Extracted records
= = =

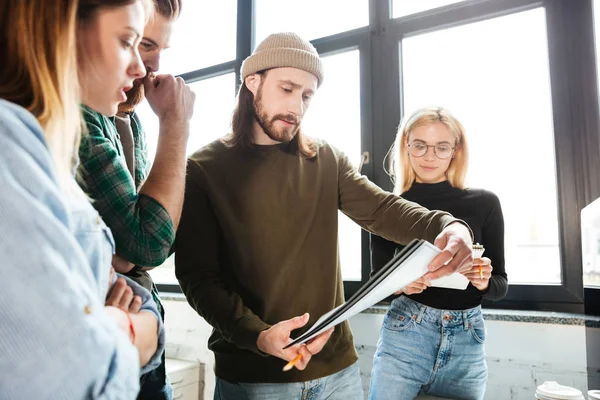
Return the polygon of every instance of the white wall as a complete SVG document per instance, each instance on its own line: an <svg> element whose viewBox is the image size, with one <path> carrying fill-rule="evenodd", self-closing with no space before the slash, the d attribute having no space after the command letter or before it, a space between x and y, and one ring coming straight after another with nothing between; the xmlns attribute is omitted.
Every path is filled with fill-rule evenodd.
<svg viewBox="0 0 600 400"><path fill-rule="evenodd" d="M164 306L167 357L204 363L207 372L204 398L212 399L214 357L207 349L210 326L185 301L167 300ZM382 320L380 314L359 314L350 320L365 392ZM487 329L486 400L530 400L537 385L546 380L587 390L585 327L488 321ZM600 343L599 332L600 329L588 328L588 341L590 335L596 335L595 343ZM600 367L600 360L597 361Z"/></svg>

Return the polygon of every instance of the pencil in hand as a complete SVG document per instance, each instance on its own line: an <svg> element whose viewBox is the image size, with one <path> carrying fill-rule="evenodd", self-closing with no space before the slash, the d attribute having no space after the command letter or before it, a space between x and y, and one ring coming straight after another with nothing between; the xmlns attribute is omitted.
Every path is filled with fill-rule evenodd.
<svg viewBox="0 0 600 400"><path fill-rule="evenodd" d="M473 244L473 258L481 258L485 249L479 243ZM483 280L483 265L479 266L479 279Z"/></svg>
<svg viewBox="0 0 600 400"><path fill-rule="evenodd" d="M285 364L285 367L283 367L283 372L289 371L290 369L294 368L294 365L296 365L296 363L298 361L300 361L301 359L302 359L302 354L298 353L298 355L296 357L294 357L294 359L292 361Z"/></svg>

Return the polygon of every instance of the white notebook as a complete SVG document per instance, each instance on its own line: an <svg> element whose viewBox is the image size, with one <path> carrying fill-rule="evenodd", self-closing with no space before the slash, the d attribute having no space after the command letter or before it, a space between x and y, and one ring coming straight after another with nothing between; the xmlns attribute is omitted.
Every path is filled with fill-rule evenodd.
<svg viewBox="0 0 600 400"><path fill-rule="evenodd" d="M416 281L428 272L429 263L439 253L440 250L431 243L425 240L413 240L375 273L354 296L319 318L308 331L285 348L313 339L332 326L340 324Z"/></svg>

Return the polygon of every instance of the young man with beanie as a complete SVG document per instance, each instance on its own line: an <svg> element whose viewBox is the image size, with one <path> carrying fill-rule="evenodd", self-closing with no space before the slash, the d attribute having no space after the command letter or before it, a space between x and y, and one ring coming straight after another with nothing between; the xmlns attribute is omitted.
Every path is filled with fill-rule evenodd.
<svg viewBox="0 0 600 400"><path fill-rule="evenodd" d="M241 75L231 134L188 161L175 244L182 290L214 328L215 399L363 399L347 322L283 350L292 331L344 301L338 210L388 240L435 240L444 251L428 278L470 268L470 230L381 190L342 152L304 135L324 77L309 42L273 34Z"/></svg>
<svg viewBox="0 0 600 400"><path fill-rule="evenodd" d="M158 75L161 52L169 47L182 0L153 0L155 12L138 47L147 70L127 91L119 113L106 117L88 107L88 130L81 141L78 182L111 229L113 267L152 292L164 318L156 286L147 270L161 265L175 240L185 186L186 145L195 95L181 78ZM146 136L135 113L144 96L159 119L159 139L148 174ZM107 266L108 267L108 266ZM143 400L170 400L173 390L161 365L140 377Z"/></svg>

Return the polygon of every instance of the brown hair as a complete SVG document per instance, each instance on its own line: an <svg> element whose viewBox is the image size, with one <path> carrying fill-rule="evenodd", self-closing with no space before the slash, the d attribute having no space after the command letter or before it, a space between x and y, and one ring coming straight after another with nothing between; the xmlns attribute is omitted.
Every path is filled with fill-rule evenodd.
<svg viewBox="0 0 600 400"><path fill-rule="evenodd" d="M419 126L436 122L444 124L456 139L454 157L446 170L446 178L453 187L464 189L467 168L469 164L469 146L465 136L465 128L452 115L442 107L420 108L404 118L398 128L391 157L392 179L394 180L394 193L402 194L411 188L415 181L415 171L408 158L408 138L410 133Z"/></svg>
<svg viewBox="0 0 600 400"><path fill-rule="evenodd" d="M181 14L183 0L153 0L154 9L167 19L175 20Z"/></svg>
<svg viewBox="0 0 600 400"><path fill-rule="evenodd" d="M257 74L262 75L261 86L258 90L261 90L267 72L268 70L257 72ZM242 83L235 99L235 108L231 118L231 133L224 138L223 142L231 147L238 145L246 148L250 147L253 143L252 129L255 118L254 94L245 83ZM304 135L302 127L298 127L298 132L296 132L296 136L291 143L297 147L298 154L304 158L313 158L317 155L314 141Z"/></svg>
<svg viewBox="0 0 600 400"><path fill-rule="evenodd" d="M4 0L0 5L0 98L39 121L64 189L79 143L76 0Z"/></svg>

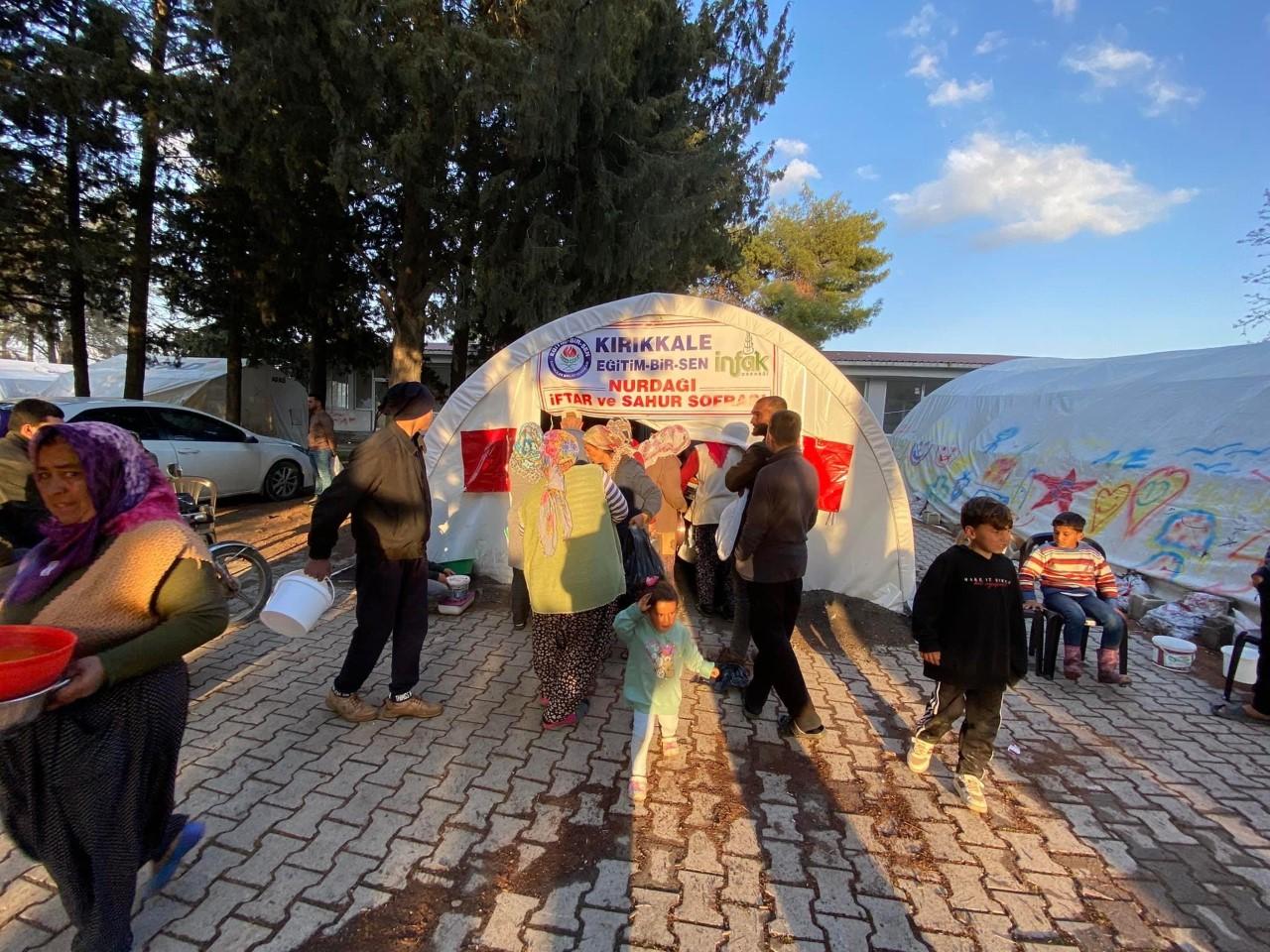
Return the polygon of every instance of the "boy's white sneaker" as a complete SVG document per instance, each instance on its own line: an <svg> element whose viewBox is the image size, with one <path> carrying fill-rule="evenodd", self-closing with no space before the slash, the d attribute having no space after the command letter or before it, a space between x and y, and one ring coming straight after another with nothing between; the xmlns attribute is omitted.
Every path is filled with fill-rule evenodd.
<svg viewBox="0 0 1270 952"><path fill-rule="evenodd" d="M935 745L928 740L913 737L908 745L908 769L913 773L926 773L931 767L931 751Z"/></svg>
<svg viewBox="0 0 1270 952"><path fill-rule="evenodd" d="M983 796L982 779L970 773L959 773L952 779L952 786L956 787L956 792L961 795L961 801L970 807L973 812L988 812L988 798Z"/></svg>

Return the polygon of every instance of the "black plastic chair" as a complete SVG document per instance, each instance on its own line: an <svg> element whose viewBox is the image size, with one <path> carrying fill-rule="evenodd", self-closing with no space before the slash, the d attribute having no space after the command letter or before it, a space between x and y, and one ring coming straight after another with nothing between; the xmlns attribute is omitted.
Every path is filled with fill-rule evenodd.
<svg viewBox="0 0 1270 952"><path fill-rule="evenodd" d="M1245 645L1256 645L1260 649L1261 636L1255 631L1241 631L1234 636L1234 647L1231 649L1231 670L1226 673L1226 691L1222 692L1222 697L1227 701L1231 699L1231 692L1234 691L1234 671L1240 666L1240 655L1243 654Z"/></svg>
<svg viewBox="0 0 1270 952"><path fill-rule="evenodd" d="M1038 532L1024 542L1019 550L1019 569L1022 570L1024 562L1027 561L1027 556L1031 555L1036 546L1045 542L1053 542L1053 532ZM1097 541L1086 537L1083 539L1088 542L1092 548L1096 548L1099 553L1106 559L1106 550L1102 548ZM1025 592L1024 598L1029 598L1031 593ZM1027 638L1027 655L1036 656L1036 674L1041 678L1049 678L1054 680L1054 668L1058 665L1058 646L1062 642L1063 633L1063 616L1043 604L1039 612L1025 612L1025 614L1031 616L1031 631ZM1085 660L1085 655L1090 646L1090 630L1097 627L1097 622L1092 618L1085 619L1085 632L1081 635L1081 660ZM1125 631L1125 636L1120 640L1120 674L1129 673L1129 632Z"/></svg>

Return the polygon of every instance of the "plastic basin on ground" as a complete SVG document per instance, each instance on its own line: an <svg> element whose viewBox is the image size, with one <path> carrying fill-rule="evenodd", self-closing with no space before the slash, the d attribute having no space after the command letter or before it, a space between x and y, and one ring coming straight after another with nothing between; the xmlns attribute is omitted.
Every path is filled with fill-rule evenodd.
<svg viewBox="0 0 1270 952"><path fill-rule="evenodd" d="M66 628L0 625L0 701L47 688L71 661L77 638Z"/></svg>

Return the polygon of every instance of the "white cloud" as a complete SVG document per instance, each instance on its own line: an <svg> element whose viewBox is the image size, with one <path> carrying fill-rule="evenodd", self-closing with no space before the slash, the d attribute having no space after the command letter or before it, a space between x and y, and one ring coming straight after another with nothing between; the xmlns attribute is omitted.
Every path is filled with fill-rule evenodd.
<svg viewBox="0 0 1270 952"><path fill-rule="evenodd" d="M1162 116L1176 105L1194 107L1204 98L1203 89L1170 79L1165 63L1151 53L1125 50L1105 39L1073 47L1063 57L1063 66L1088 76L1099 89L1134 89L1147 100L1143 109L1147 116Z"/></svg>
<svg viewBox="0 0 1270 952"><path fill-rule="evenodd" d="M772 143L772 147L781 155L796 156L806 155L808 145L796 138L779 138Z"/></svg>
<svg viewBox="0 0 1270 952"><path fill-rule="evenodd" d="M926 102L931 105L961 105L978 103L989 95L992 95L992 80L970 80L964 86L956 80L947 80L926 96Z"/></svg>
<svg viewBox="0 0 1270 952"><path fill-rule="evenodd" d="M795 195L812 179L820 178L820 170L805 159L791 159L785 166L785 178L772 183L772 198Z"/></svg>
<svg viewBox="0 0 1270 952"><path fill-rule="evenodd" d="M939 77L940 57L923 47L914 50L913 56L917 58L917 62L913 63L913 69L908 71L909 76L918 76L919 79Z"/></svg>
<svg viewBox="0 0 1270 952"><path fill-rule="evenodd" d="M1090 156L1085 146L1041 145L975 133L949 151L944 174L890 197L918 225L987 218L988 244L1066 241L1082 231L1124 235L1160 221L1191 189L1157 192L1133 168Z"/></svg>
<svg viewBox="0 0 1270 952"><path fill-rule="evenodd" d="M921 37L928 37L931 30L935 28L935 22L939 19L939 13L935 10L935 4L926 4L913 14L912 19L899 28L900 36L913 37L918 39Z"/></svg>
<svg viewBox="0 0 1270 952"><path fill-rule="evenodd" d="M989 30L988 33L983 34L983 39L975 43L974 53L975 56L984 56L986 53L991 53L996 50L999 50L1008 42L1010 41L1006 39L1005 30L999 29Z"/></svg>
<svg viewBox="0 0 1270 952"><path fill-rule="evenodd" d="M1124 50L1100 41L1069 50L1063 57L1063 66L1091 76L1100 86L1116 86L1154 70L1156 60L1140 50Z"/></svg>

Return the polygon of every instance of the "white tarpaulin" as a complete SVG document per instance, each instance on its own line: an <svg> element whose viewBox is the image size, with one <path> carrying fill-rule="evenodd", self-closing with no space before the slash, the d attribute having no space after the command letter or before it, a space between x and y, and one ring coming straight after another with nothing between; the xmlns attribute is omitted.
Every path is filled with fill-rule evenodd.
<svg viewBox="0 0 1270 952"><path fill-rule="evenodd" d="M0 358L0 400L39 396L53 381L70 369L70 364L65 363Z"/></svg>
<svg viewBox="0 0 1270 952"><path fill-rule="evenodd" d="M945 383L892 437L913 496L970 496L1048 532L1088 520L1113 562L1251 600L1270 545L1270 343L1008 360ZM916 508L916 506L914 506Z"/></svg>
<svg viewBox="0 0 1270 952"><path fill-rule="evenodd" d="M127 355L108 357L88 368L94 397L122 397ZM224 357L185 357L178 367L163 360L146 367L145 399L180 404L225 416ZM75 395L75 377L66 373L44 391L50 400ZM253 433L307 446L309 393L282 371L243 367L243 425Z"/></svg>
<svg viewBox="0 0 1270 952"><path fill-rule="evenodd" d="M820 471L822 513L809 539L808 589L890 608L914 588L913 528L899 467L867 404L824 355L737 307L643 294L561 317L490 358L446 401L427 435L436 498L429 557L475 559L508 580L508 498L481 461L502 458L514 429L546 411L682 423L698 439L747 421L779 393L803 415ZM505 466L505 462L502 463ZM493 468L493 467L490 467ZM470 491L483 489L483 491Z"/></svg>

= = =

Recast the lines starting at the beginning of the records and ending at the line that contains "364L285 367L283 367L283" as a JSON list of strings, one string per line, with blank lines skipped. Leave the pictures out of the answer.

### RESPONSE FOR THIS EXERCISE
[
  "Return the polygon of every instance of the white wall as a complete SVG document per instance, each instance on its own line: an <svg> element whose viewBox is the image size, with one <path> carrying fill-rule=\"evenodd\", self-closing with no space before the slash, the d attribute having no space after the command letter or before it, a space between x and y, and one ring coming straight after another with nothing between; the xmlns attribute is omitted.",
  "Every path is filled with fill-rule evenodd.",
  "<svg viewBox=\"0 0 600 400\"><path fill-rule=\"evenodd\" d=\"M164 306L167 357L204 363L207 372L204 398L212 399L214 357L207 349L210 326L185 301L167 300ZM382 320L380 314L359 314L350 320L365 392ZM487 329L486 400L530 400L537 385L546 380L587 390L585 327L488 321ZM600 343L599 332L600 329L588 328L588 341L590 335L596 335L595 343ZM600 367L600 360L597 361Z\"/></svg>",
  "Return the polygon of every instance of the pencil in hand as a complete SVG document per instance, each instance on its own line: an <svg> element whose viewBox is the image size, with one <path> carrying fill-rule=\"evenodd\", self-closing with no space before the slash, the d attribute having no space after the command letter or before it, a space between x and y, and one ring coming straight after another with nothing between; the xmlns attribute is omitted.",
  "Every path is filled with fill-rule evenodd.",
  "<svg viewBox=\"0 0 600 400\"><path fill-rule=\"evenodd\" d=\"M473 244L473 258L481 258L485 249L479 243ZM483 280L483 265L479 266L479 279Z\"/></svg>",
  "<svg viewBox=\"0 0 600 400\"><path fill-rule=\"evenodd\" d=\"M285 364L285 367L283 367L283 372L289 371L290 369L294 368L294 365L296 365L296 363L298 361L300 361L301 359L302 359L302 354L298 353L298 355L296 357L294 357L294 359L292 361Z\"/></svg>"
]